Extract provided:
※ ※ ※

I’m a Brit who came to live on the Spanish island of La Palma who self publishes books about the island. My guide book to the astronomical observatory here has done so well that I’m now working on the 3rd edition to include the newest telescopes and discoveries. I followed that with an anthology of children’s stories set on the island and I have more books planned.

I also work as a self employed tour guide, at the observatory, excursions for cruise ship passengers and occasionally private tours. I enjoy the tour guiding, but the income is erratic. I also enjoy the writing, but it's very sedentary and solitary. The combination is much more rewarding than either alone, and I find the guiding helps to sell the books and the books help to sell my guiding services.

It's an unusual combination, but it works for me. I don't have all that much money but I have a great quality of life.

Me and my friend Carmelo the raven. He’s in the children’s book.

What's your backstory and how did you come up with the idea?

※ ※ ※

Exercise 1:
List the kinds of tour work the writer of the self-introduction above does as a self-employed guide.

Raw records:

※ ※ ※

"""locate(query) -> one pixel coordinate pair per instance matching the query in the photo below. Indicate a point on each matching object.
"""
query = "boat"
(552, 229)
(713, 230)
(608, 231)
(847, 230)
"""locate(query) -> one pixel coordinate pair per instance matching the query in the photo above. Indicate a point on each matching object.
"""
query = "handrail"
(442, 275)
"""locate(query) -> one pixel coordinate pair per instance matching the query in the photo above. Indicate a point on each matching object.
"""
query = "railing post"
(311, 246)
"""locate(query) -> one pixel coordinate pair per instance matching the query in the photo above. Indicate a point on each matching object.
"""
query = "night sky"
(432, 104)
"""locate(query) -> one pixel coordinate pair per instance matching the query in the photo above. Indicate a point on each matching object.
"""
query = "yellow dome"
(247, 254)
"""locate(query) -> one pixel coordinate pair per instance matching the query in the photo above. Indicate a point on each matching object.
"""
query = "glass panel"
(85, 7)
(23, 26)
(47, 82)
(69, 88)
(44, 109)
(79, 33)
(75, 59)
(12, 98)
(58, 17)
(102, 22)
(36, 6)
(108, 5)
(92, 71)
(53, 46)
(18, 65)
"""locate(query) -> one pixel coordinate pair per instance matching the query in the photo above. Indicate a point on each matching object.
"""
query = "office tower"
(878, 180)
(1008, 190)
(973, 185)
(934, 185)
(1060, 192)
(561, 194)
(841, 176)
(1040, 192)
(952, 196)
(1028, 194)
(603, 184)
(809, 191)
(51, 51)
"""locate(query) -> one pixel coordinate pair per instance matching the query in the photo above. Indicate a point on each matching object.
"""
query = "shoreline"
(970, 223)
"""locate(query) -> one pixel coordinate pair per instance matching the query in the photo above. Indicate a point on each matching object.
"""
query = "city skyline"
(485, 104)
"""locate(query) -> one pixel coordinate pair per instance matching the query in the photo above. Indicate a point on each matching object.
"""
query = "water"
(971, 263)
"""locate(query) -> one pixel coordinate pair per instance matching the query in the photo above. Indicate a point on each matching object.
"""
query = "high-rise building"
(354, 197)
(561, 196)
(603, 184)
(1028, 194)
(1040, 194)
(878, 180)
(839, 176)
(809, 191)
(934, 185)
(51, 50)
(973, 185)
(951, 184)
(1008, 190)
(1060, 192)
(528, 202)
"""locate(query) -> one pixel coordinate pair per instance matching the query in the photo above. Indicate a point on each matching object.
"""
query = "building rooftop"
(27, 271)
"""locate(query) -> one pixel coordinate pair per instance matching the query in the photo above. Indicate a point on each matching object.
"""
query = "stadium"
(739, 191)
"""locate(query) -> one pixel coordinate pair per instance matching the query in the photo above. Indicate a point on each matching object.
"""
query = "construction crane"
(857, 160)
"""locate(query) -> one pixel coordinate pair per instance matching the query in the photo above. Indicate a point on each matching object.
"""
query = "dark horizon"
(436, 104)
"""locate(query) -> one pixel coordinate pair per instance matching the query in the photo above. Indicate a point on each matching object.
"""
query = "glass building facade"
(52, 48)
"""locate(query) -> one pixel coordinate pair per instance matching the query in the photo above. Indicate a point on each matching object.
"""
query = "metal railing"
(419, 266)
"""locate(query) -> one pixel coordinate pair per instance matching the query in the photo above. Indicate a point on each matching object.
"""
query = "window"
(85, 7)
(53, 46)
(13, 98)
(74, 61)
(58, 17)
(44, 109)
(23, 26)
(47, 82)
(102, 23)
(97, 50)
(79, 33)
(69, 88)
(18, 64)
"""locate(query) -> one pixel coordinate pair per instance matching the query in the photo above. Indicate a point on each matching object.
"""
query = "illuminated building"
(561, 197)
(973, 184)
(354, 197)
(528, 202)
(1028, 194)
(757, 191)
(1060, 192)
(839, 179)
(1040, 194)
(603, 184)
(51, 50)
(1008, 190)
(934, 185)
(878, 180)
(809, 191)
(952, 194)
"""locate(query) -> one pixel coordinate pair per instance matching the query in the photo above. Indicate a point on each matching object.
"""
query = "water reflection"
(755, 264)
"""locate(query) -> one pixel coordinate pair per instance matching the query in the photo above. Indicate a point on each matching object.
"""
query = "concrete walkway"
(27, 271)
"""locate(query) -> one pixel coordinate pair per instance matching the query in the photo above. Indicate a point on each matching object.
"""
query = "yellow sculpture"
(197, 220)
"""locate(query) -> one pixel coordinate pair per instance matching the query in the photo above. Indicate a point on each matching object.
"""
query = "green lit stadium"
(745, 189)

※ ※ ※

Exercise 2:
How many lines of the entries above contain the string "railing"? Reply with the number alone.

Exercise output 1:
- Tours at the astronomical observatory
- Excursions for cruise ship passengers
- Occasional private tours

Exercise output 2:
2